Print every line of the listing exactly, please.
(Beginning of Data extract)
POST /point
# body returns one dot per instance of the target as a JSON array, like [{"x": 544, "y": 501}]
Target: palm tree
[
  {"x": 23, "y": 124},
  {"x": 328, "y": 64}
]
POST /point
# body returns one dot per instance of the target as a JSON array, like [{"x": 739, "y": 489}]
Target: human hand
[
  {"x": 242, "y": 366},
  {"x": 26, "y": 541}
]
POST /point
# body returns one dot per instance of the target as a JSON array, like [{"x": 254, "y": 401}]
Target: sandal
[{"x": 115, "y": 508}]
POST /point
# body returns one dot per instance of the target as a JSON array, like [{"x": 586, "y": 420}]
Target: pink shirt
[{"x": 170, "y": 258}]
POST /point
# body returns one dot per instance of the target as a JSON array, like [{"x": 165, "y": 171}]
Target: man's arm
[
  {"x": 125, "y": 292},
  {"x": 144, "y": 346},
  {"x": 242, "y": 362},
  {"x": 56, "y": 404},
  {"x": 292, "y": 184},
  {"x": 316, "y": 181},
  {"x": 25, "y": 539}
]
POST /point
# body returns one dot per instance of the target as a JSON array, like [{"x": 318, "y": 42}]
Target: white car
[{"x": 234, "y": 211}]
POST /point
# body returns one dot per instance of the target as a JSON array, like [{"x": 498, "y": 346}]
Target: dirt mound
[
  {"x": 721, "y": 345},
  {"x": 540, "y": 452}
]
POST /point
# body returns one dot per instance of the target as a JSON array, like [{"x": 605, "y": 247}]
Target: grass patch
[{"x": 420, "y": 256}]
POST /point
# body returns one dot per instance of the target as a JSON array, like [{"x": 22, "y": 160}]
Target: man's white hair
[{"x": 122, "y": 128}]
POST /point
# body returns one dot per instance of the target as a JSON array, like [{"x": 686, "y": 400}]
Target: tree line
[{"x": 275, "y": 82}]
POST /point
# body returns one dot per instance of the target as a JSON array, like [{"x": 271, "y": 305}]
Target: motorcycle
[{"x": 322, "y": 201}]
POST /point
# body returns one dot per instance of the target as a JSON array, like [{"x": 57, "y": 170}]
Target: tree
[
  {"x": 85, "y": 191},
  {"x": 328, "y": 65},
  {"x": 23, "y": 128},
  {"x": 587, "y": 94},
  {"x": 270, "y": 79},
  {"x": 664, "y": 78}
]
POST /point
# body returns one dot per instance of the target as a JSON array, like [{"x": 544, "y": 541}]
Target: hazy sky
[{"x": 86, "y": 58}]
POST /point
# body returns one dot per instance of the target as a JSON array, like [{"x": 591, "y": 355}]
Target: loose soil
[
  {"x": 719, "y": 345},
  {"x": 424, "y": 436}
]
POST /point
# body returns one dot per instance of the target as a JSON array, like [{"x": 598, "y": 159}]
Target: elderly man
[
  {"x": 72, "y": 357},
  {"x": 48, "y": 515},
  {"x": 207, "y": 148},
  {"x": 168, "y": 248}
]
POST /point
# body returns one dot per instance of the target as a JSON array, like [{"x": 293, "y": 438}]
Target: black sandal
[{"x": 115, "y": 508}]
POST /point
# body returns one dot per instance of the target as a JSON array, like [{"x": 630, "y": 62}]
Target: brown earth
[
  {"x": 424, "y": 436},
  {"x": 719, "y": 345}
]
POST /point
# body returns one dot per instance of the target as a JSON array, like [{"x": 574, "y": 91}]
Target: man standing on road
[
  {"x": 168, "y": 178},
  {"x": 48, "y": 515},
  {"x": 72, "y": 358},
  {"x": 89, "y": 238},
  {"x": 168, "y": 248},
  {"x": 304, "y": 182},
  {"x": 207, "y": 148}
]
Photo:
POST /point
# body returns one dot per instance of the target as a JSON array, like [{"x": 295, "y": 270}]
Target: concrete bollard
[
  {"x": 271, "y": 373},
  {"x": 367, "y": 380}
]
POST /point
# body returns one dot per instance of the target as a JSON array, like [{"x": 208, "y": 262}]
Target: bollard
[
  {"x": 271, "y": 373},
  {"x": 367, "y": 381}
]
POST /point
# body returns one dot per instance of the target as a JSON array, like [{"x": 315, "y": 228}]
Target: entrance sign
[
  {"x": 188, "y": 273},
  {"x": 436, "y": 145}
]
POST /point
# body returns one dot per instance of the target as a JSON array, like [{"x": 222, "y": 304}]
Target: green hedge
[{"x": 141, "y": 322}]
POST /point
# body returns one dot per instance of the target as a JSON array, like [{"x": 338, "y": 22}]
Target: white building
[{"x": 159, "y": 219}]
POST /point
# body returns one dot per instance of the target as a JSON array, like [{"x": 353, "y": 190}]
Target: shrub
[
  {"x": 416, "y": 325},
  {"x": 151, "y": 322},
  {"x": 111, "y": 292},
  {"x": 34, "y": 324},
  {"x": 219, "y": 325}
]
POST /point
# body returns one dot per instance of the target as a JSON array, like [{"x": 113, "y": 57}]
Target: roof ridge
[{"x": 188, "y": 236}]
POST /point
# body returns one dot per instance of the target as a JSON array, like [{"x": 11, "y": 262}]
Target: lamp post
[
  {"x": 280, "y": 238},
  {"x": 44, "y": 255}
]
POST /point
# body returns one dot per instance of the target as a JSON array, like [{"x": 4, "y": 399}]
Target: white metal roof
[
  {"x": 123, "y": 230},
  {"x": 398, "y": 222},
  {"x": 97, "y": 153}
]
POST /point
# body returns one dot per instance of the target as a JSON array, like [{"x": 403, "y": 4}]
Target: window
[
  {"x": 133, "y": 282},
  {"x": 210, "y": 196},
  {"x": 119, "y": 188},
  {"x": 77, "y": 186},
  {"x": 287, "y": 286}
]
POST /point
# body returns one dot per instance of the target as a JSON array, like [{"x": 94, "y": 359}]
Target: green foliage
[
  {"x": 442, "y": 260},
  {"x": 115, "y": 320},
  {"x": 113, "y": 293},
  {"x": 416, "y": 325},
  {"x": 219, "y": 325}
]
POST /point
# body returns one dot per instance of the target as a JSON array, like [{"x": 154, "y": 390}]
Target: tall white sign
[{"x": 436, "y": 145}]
(End of Data extract)
◆ Output below ◆
POST /point
# body returns one dot per instance of the target as a JSON array, like [{"x": 544, "y": 501}]
Target: palm tree
[
  {"x": 23, "y": 124},
  {"x": 328, "y": 64}
]
POST /point
# body returns one dot per instance of the target as a JSON array, like [{"x": 739, "y": 489}]
Target: human hand
[
  {"x": 242, "y": 366},
  {"x": 26, "y": 541}
]
POST /point
# body returns one dot per instance of the target as a JSON array, like [{"x": 254, "y": 401}]
Target: sandal
[{"x": 115, "y": 508}]
POST /point
# body returns one dot per instance of the target as a JSON array, like [{"x": 586, "y": 420}]
Target: pink shirt
[{"x": 170, "y": 258}]
POST /point
# body returns one dot per instance of the target as a JSON array, like [{"x": 165, "y": 171}]
Target: man's arm
[
  {"x": 125, "y": 292},
  {"x": 144, "y": 346},
  {"x": 242, "y": 362},
  {"x": 56, "y": 404},
  {"x": 292, "y": 184},
  {"x": 316, "y": 181},
  {"x": 25, "y": 539}
]
POST /point
# body returns one dot per instance of the target as a JSON array, like [{"x": 318, "y": 42}]
Target: white car
[{"x": 234, "y": 211}]
POST /point
# body returns one dot per instance of the target as a JSON array, like [{"x": 498, "y": 346}]
Target: dirt mound
[
  {"x": 721, "y": 345},
  {"x": 540, "y": 452}
]
POST /point
# body returns one dot per instance of the target as a JSON array, like [{"x": 605, "y": 247}]
Target: grass patch
[{"x": 420, "y": 256}]
POST /point
# body returns one dot per instance of the target as a JSON array, like [{"x": 22, "y": 160}]
Target: man's white hair
[{"x": 122, "y": 128}]
POST /point
# body returns one dot per instance of the target as a JSON array, like [{"x": 686, "y": 400}]
Target: tree line
[{"x": 275, "y": 82}]
POST /point
# body returns one dot per instance of the target as a JSON array, like [{"x": 271, "y": 305}]
Target: motorcycle
[{"x": 322, "y": 201}]
POST /point
# body returns one dot per instance of the target as a JSON array, like [{"x": 57, "y": 170}]
Target: tree
[
  {"x": 85, "y": 191},
  {"x": 328, "y": 65},
  {"x": 23, "y": 128},
  {"x": 587, "y": 94},
  {"x": 270, "y": 79},
  {"x": 664, "y": 78}
]
POST /point
# body returns one dot per instance of the target as a JSON array, like [{"x": 544, "y": 541}]
Target: hazy sky
[{"x": 86, "y": 58}]
POST /point
# body returns one dot per instance of the target as a JSON array, like [{"x": 591, "y": 355}]
Target: loose soil
[
  {"x": 719, "y": 345},
  {"x": 424, "y": 436}
]
POST /point
# body returns one dot per instance of the target as a JSON array, like [{"x": 598, "y": 159}]
Target: elderly man
[
  {"x": 72, "y": 357},
  {"x": 48, "y": 515},
  {"x": 207, "y": 148},
  {"x": 168, "y": 248}
]
POST /point
# body returns one dot per instance of the target as a JSON array, like [{"x": 293, "y": 438}]
Target: black sandal
[{"x": 115, "y": 508}]
POST /point
# body returns one dot per instance of the target as a JSON array, like [{"x": 630, "y": 62}]
Target: brown earth
[
  {"x": 424, "y": 436},
  {"x": 719, "y": 345}
]
POST /point
# body returns one dot per instance of the target as a JSON array, like [{"x": 574, "y": 91}]
Target: man standing on road
[
  {"x": 168, "y": 178},
  {"x": 48, "y": 515},
  {"x": 72, "y": 358},
  {"x": 89, "y": 238},
  {"x": 168, "y": 248},
  {"x": 304, "y": 182},
  {"x": 207, "y": 148}
]
Photo:
POST /point
# body returns one dot per instance of the target as a JSON array, like [{"x": 295, "y": 270}]
Target: concrete bollard
[
  {"x": 271, "y": 373},
  {"x": 367, "y": 380}
]
POST /point
# body returns one dot per instance of the target as a JSON array, like [{"x": 208, "y": 262}]
Target: bollard
[
  {"x": 271, "y": 373},
  {"x": 367, "y": 381}
]
POST /point
# body returns one dot per instance of the target as a JSON array, like [{"x": 315, "y": 228}]
Target: entrance sign
[
  {"x": 188, "y": 273},
  {"x": 436, "y": 145}
]
POST /point
# body returns one dot per instance of the target as a JSON array, like [{"x": 222, "y": 304}]
Target: green hedge
[{"x": 141, "y": 322}]
POST /point
# body returns one dot per instance of the target as a JSON array, like [{"x": 338, "y": 22}]
Target: white building
[{"x": 159, "y": 219}]
POST /point
# body returns one dot per instance of the target as a JSON array, like [{"x": 353, "y": 190}]
Target: shrub
[
  {"x": 416, "y": 325},
  {"x": 151, "y": 322},
  {"x": 111, "y": 292},
  {"x": 34, "y": 324},
  {"x": 219, "y": 325}
]
POST /point
# body returns one dot per instance of the target as a JSON array, like [{"x": 113, "y": 57}]
Target: roof ridge
[{"x": 188, "y": 236}]
POST /point
# body returns one dot per instance of the target as a JSON array, like [{"x": 11, "y": 262}]
Target: lamp post
[
  {"x": 280, "y": 238},
  {"x": 44, "y": 255}
]
POST /point
# body returns one dot per instance of the target as a JSON array, like [{"x": 4, "y": 399}]
Target: white metal roof
[
  {"x": 123, "y": 230},
  {"x": 398, "y": 222},
  {"x": 97, "y": 153}
]
POST /point
# body returns one dot per instance of the target as a JSON array, like [{"x": 403, "y": 4}]
Target: window
[
  {"x": 133, "y": 282},
  {"x": 210, "y": 196},
  {"x": 119, "y": 188},
  {"x": 77, "y": 186},
  {"x": 287, "y": 286}
]
POST /point
# body returns one dot per instance of the target as a JSON array, like [{"x": 94, "y": 359}]
Target: green foliage
[
  {"x": 442, "y": 260},
  {"x": 115, "y": 320},
  {"x": 113, "y": 293},
  {"x": 416, "y": 325},
  {"x": 219, "y": 325}
]
POST /point
# body returns one dot per instance of the target as a JSON array, like [{"x": 154, "y": 390}]
Target: tall white sign
[{"x": 436, "y": 145}]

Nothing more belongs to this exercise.